[[ Data for this exercise, beginning ]]
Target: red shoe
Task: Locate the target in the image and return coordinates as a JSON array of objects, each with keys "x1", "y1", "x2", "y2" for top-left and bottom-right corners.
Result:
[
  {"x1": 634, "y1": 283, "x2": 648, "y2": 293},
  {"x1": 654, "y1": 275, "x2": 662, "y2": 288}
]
[[ Data for this exercise, end ]]
Work item
Copy the records above, keeping every word the same.

Answer to this exercise
Target: red shoe
Task: Locate the target in the image and return coordinates as a JSON array of objects, each with keys "x1", "y1", "x2", "y2" for top-left and bottom-right corners.
Result:
[
  {"x1": 634, "y1": 283, "x2": 648, "y2": 293},
  {"x1": 654, "y1": 275, "x2": 662, "y2": 288}
]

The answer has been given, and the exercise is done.